Work to complete: How many lines in the entries below contain the string "umbrella", counting matches only when the case is the same? Reply with the number alone.

(Image entries for named regions)
——
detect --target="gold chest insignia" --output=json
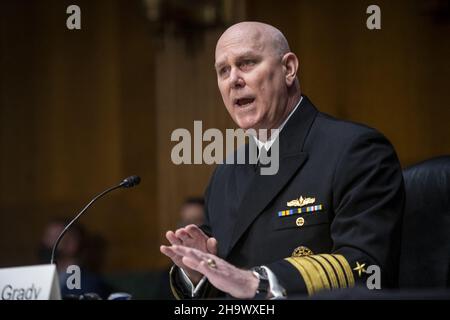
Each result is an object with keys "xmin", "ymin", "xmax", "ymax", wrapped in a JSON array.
[{"xmin": 287, "ymin": 196, "xmax": 316, "ymax": 207}]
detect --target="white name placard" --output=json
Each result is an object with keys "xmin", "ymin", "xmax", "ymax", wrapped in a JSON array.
[{"xmin": 0, "ymin": 264, "xmax": 61, "ymax": 300}]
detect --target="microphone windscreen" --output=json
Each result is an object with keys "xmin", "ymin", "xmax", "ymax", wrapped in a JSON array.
[{"xmin": 120, "ymin": 176, "xmax": 141, "ymax": 188}]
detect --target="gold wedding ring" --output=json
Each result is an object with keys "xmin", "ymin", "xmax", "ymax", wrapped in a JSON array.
[{"xmin": 206, "ymin": 259, "xmax": 217, "ymax": 269}]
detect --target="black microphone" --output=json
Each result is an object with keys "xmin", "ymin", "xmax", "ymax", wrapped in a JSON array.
[{"xmin": 50, "ymin": 176, "xmax": 141, "ymax": 264}]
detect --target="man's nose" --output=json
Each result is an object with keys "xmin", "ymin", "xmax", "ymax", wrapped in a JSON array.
[{"xmin": 230, "ymin": 68, "xmax": 245, "ymax": 89}]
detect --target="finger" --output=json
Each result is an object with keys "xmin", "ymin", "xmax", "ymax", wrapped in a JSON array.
[
  {"xmin": 159, "ymin": 246, "xmax": 184, "ymax": 268},
  {"xmin": 181, "ymin": 257, "xmax": 202, "ymax": 273},
  {"xmin": 206, "ymin": 238, "xmax": 217, "ymax": 255},
  {"xmin": 182, "ymin": 257, "xmax": 218, "ymax": 279},
  {"xmin": 166, "ymin": 231, "xmax": 182, "ymax": 245},
  {"xmin": 172, "ymin": 245, "xmax": 209, "ymax": 262},
  {"xmin": 159, "ymin": 246, "xmax": 177, "ymax": 260},
  {"xmin": 185, "ymin": 224, "xmax": 208, "ymax": 239}
]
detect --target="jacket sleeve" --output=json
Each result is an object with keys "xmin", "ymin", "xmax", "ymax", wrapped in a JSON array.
[{"xmin": 267, "ymin": 130, "xmax": 405, "ymax": 296}]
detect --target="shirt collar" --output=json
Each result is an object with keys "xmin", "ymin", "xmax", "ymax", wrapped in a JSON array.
[{"xmin": 253, "ymin": 96, "xmax": 303, "ymax": 151}]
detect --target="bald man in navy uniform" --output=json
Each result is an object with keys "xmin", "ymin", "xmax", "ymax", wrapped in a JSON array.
[{"xmin": 161, "ymin": 22, "xmax": 404, "ymax": 299}]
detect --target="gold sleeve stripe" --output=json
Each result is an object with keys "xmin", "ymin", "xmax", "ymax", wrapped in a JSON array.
[
  {"xmin": 309, "ymin": 255, "xmax": 339, "ymax": 289},
  {"xmin": 285, "ymin": 254, "xmax": 355, "ymax": 295},
  {"xmin": 321, "ymin": 254, "xmax": 347, "ymax": 288},
  {"xmin": 286, "ymin": 257, "xmax": 314, "ymax": 295},
  {"xmin": 333, "ymin": 254, "xmax": 355, "ymax": 288},
  {"xmin": 305, "ymin": 257, "xmax": 330, "ymax": 290},
  {"xmin": 169, "ymin": 266, "xmax": 181, "ymax": 300}
]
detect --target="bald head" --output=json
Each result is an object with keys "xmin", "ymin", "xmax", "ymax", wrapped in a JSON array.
[
  {"xmin": 216, "ymin": 21, "xmax": 291, "ymax": 58},
  {"xmin": 215, "ymin": 22, "xmax": 301, "ymax": 130}
]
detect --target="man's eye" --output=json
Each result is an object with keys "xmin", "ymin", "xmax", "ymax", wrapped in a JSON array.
[
  {"xmin": 218, "ymin": 67, "xmax": 228, "ymax": 76},
  {"xmin": 241, "ymin": 60, "xmax": 256, "ymax": 69}
]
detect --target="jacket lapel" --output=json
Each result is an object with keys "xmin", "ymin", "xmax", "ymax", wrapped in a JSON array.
[{"xmin": 224, "ymin": 96, "xmax": 317, "ymax": 256}]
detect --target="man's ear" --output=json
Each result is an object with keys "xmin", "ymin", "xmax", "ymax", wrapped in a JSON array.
[{"xmin": 281, "ymin": 52, "xmax": 298, "ymax": 87}]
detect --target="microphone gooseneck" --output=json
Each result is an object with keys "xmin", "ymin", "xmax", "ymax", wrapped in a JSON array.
[{"xmin": 50, "ymin": 176, "xmax": 141, "ymax": 264}]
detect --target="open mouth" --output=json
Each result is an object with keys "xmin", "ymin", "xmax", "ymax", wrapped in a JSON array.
[{"xmin": 234, "ymin": 98, "xmax": 255, "ymax": 108}]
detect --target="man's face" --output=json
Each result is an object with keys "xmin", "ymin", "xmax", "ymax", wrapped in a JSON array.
[{"xmin": 215, "ymin": 31, "xmax": 288, "ymax": 130}]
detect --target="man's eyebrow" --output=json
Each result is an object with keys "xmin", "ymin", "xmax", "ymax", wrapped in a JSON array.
[{"xmin": 214, "ymin": 50, "xmax": 259, "ymax": 69}]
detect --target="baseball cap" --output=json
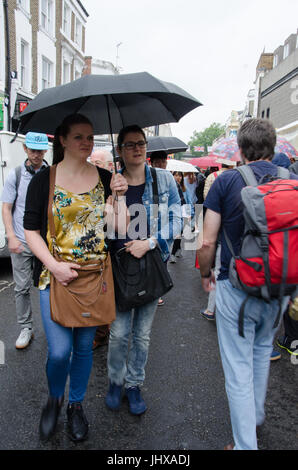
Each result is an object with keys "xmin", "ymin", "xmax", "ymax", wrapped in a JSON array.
[{"xmin": 25, "ymin": 132, "xmax": 49, "ymax": 150}]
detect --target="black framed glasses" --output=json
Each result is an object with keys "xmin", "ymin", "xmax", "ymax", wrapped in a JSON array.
[{"xmin": 121, "ymin": 140, "xmax": 147, "ymax": 150}]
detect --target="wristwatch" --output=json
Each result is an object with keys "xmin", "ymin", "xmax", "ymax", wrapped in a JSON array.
[{"xmin": 148, "ymin": 238, "xmax": 156, "ymax": 250}]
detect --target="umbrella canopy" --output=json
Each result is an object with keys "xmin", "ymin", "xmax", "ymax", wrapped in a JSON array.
[
  {"xmin": 167, "ymin": 158, "xmax": 198, "ymax": 173},
  {"xmin": 274, "ymin": 136, "xmax": 298, "ymax": 158},
  {"xmin": 18, "ymin": 72, "xmax": 201, "ymax": 134},
  {"xmin": 189, "ymin": 155, "xmax": 221, "ymax": 168},
  {"xmin": 147, "ymin": 135, "xmax": 188, "ymax": 154},
  {"xmin": 212, "ymin": 137, "xmax": 241, "ymax": 162}
]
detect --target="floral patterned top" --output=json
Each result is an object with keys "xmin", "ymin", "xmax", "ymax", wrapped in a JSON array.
[{"xmin": 38, "ymin": 181, "xmax": 107, "ymax": 290}]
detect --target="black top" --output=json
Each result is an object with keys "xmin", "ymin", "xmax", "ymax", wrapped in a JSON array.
[
  {"xmin": 111, "ymin": 183, "xmax": 147, "ymax": 253},
  {"xmin": 24, "ymin": 167, "xmax": 112, "ymax": 287}
]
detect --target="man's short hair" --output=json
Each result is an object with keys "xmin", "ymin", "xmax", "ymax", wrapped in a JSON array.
[
  {"xmin": 150, "ymin": 150, "xmax": 168, "ymax": 162},
  {"xmin": 237, "ymin": 119, "xmax": 276, "ymax": 162}
]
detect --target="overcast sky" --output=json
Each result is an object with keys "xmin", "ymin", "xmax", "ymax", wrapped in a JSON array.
[{"xmin": 82, "ymin": 0, "xmax": 298, "ymax": 142}]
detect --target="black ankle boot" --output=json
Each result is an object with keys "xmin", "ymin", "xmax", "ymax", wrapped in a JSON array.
[
  {"xmin": 67, "ymin": 403, "xmax": 89, "ymax": 442},
  {"xmin": 39, "ymin": 397, "xmax": 64, "ymax": 441}
]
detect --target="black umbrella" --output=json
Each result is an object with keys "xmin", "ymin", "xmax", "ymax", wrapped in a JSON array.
[
  {"xmin": 18, "ymin": 72, "xmax": 201, "ymax": 167},
  {"xmin": 147, "ymin": 135, "xmax": 188, "ymax": 153}
]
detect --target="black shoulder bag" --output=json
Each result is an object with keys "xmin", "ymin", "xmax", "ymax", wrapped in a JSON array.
[{"xmin": 112, "ymin": 168, "xmax": 173, "ymax": 312}]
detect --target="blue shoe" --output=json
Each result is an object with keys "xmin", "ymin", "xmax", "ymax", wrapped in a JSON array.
[
  {"xmin": 125, "ymin": 387, "xmax": 147, "ymax": 415},
  {"xmin": 105, "ymin": 382, "xmax": 122, "ymax": 410},
  {"xmin": 270, "ymin": 349, "xmax": 281, "ymax": 361},
  {"xmin": 200, "ymin": 310, "xmax": 215, "ymax": 321}
]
——
Complete answer: 2